::: Given data

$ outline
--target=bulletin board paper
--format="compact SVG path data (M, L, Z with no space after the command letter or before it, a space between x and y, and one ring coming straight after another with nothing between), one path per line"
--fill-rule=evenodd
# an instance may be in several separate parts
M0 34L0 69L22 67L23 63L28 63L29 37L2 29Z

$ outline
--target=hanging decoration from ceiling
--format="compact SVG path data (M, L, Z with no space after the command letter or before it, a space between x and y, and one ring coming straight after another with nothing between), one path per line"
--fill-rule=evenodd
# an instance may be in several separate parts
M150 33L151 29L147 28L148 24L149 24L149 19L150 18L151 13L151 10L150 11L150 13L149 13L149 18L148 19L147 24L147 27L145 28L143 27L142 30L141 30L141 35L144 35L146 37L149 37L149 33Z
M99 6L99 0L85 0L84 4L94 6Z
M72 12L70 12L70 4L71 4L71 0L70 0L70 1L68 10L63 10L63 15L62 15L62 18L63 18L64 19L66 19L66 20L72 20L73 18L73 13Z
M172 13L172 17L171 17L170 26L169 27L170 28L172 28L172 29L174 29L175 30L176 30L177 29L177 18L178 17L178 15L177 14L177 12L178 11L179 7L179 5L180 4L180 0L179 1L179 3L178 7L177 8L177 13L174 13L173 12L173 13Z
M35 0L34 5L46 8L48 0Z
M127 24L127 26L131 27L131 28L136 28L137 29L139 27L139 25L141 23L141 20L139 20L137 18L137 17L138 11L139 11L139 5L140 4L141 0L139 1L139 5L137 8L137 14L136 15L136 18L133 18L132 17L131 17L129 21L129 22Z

::::::

Pull out each line above that contains the string "target", and copy those lines in full.

--target=bulletin board paper
--target=hanging decoration from ceiling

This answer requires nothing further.